── Text ──
I haven’t been actively pursuing projects; most of them have come to me. To take it to the next level though I am starting to reach out as I would like to publish my China pop ups and sell some one-offs to finance it. I really enjoy personalizing commissions but that involves a lot of work from the client as well. The last commission I did was for a guy in Mexico who was proposing to his girlfriend. He needed to get high-resolution photos and provide me with some sort of background information so we could plan out the design. She liked roses, Kinder eggs and stars. I added a music chip and a Spanish poem, all that he chose himself. By the way, she said yes!
This interaction with other people working in the field must be important and bouncing ideas of each other can be very inspiring...?
I don’t interact with many paper engineers or pop-up enthusiasts in general, and with the few I do, I can’t say we talk about pop-up stuff. For me, my inspiration comes from bouncing ideas with all kinds of artists and people in all kinds of fields. Since I work in a Thai restaurant, I spend a lot of time with Thai people, and that actually inspired my project on Haunted Philadelphia. My Thai friend Brenda read my Tarot and said that I would become famous but not rich. The people in the restaurant are very superstitious and are always talking about ghosts and other kinds of spirits. I also spend a lot of time at the gym and at the dentist, this helps me mold ideas relating to the body and the physical realm.
Do you win scholarships/grants for projects?
I am always applying for grants; the last big one was the Fulbright last year. Because of the nature of my subject matter and medium, it’s getting harder to find them.
Can you give us a description on your China project and what the project means to you?
Shortly after graduating with my French degree, I went to my mother's birthplace in Yunnan Province in Southwest China to teach English at the Yunnan Nationalities University. I learned the language and how to blend in. While in Yunnan I discovered that my great-grandfather Lung Yun had not only helped establish the university where I was teaching, but was a member of the powerful black Yi tribe, and governor and general of Yunnan during the transitional years of WWII. His nickname was “the King of Yunnan. I stayed in Yunnan for three years; it was these experiences that helped me find a new sense of pride and identity and encouraged me to pursue a profession as a photographer and artist. After 3 years, I moved back to the US to increase my artistic and technical skills so that I could one day return and document the evolving lives of the Yi and their neighboring tribes.
Did you receive a grant?
───
__Directions__:
1. In the interview with the pop-up artist, at which university did the artist teach English in Yunnan?
2. Summarize the pop-up artist interview in two sentences.
3. Resume the interview with the pop-up artist from the point where it stops.
── Supplied records ──
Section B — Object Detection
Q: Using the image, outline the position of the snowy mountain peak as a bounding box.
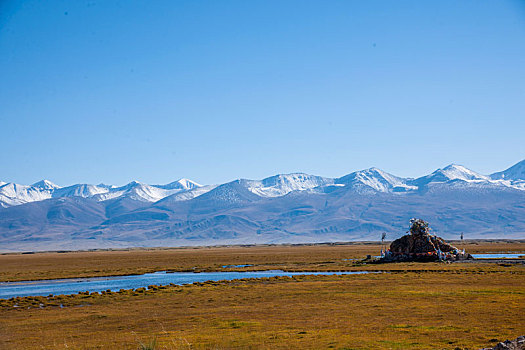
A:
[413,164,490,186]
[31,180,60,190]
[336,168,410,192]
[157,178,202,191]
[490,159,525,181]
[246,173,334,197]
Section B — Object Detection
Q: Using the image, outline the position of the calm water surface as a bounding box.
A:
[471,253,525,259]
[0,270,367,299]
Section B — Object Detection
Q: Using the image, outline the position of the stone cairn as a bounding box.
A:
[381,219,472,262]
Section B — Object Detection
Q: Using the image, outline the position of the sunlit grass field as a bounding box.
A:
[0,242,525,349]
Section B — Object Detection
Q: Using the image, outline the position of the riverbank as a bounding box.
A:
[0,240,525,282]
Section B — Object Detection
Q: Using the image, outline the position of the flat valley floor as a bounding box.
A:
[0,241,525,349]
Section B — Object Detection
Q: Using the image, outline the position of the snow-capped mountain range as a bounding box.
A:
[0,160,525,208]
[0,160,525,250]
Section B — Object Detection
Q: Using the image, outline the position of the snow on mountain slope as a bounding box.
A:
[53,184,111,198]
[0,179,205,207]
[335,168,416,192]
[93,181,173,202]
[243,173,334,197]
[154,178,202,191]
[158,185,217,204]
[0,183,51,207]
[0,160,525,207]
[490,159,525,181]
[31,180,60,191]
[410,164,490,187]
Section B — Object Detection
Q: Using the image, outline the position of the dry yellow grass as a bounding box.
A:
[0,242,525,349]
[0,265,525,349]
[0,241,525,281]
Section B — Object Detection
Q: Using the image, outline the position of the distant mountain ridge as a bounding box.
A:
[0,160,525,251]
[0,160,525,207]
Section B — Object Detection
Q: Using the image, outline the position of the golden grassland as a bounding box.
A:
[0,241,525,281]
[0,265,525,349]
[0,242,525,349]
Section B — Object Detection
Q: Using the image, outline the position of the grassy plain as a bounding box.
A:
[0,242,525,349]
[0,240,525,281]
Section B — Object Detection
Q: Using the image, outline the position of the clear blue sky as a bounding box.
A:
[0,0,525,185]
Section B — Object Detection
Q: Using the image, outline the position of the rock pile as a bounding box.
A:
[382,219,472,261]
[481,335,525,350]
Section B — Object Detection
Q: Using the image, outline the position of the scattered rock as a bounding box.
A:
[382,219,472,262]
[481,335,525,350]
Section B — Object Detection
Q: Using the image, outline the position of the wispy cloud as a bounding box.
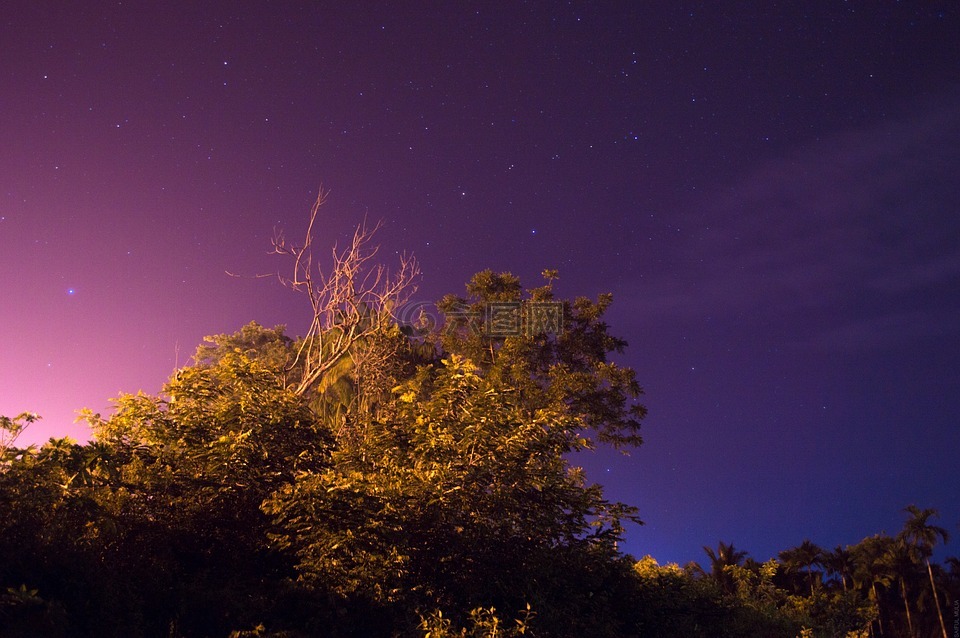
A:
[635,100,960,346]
───
── Supplied records ──
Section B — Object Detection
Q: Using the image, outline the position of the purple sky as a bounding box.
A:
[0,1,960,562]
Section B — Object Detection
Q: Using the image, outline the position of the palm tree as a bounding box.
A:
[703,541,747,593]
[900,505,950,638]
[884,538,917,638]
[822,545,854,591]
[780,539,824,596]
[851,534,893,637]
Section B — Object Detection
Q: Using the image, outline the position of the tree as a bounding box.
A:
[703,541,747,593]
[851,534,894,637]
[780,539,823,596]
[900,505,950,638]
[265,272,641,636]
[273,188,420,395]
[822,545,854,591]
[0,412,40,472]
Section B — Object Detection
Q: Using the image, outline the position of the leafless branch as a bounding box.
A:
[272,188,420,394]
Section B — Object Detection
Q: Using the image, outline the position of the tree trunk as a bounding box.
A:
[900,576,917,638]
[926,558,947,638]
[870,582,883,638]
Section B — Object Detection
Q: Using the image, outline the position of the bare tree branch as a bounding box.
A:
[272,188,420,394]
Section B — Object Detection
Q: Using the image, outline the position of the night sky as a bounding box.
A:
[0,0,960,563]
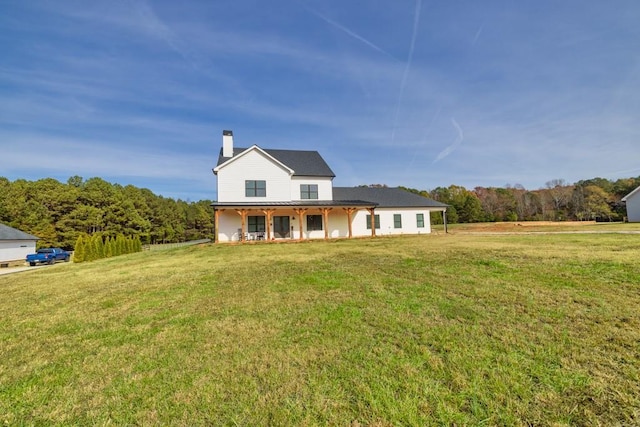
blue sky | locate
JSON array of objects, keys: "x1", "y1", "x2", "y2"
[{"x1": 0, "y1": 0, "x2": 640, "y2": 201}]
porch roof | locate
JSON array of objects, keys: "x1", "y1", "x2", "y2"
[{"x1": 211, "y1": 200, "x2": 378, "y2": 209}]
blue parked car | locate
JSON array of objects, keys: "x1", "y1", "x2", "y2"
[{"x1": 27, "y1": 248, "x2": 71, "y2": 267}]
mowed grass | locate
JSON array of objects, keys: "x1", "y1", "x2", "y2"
───
__Responses to the tasks__:
1. At the Yunnan Nationalities University.

2. The artist describes taking commissions, such as a personalized pop-up for a marriage proposal, and draws inspiration from people in many fields rather than from other paper engineers, while finding grants increasingly hard to obtain. The artist's China project grew out of three years teaching English in Yunnan, where the discovery of a great-grandfather who was governor and general of the province inspired a career as a photographer and artist and a plan to document the lives of the Yi and neighboring tribes.

3.
With the help of a Fulbright fellowship, I traveled once again to Yunnan specifically to photograph for a pop-up book of the 25 ethnic minority groups that reside there. 25 of the 55 minority tribes of China reside in Yunnan and comprise only 8% of the nation’s population, with the Han representing the majority. Many people inside China and most people outside are unaware of this cultural richness. These ethnic groups have customs, histories, religious practices, languages and lifestyles that greatly differ from their Han majority neighbors. While I am directly unable to help these groups preserve their identity and ways of living, I can only use my skills as an artist to spread knowledge and provide just a brief portrait of their existence.
I am a descendant of one of these tribes although my mother and I had been completely Americanized. As I grow older I start to understand the importance of preserving one’s identity and culture, and the significance of learning one’s roots.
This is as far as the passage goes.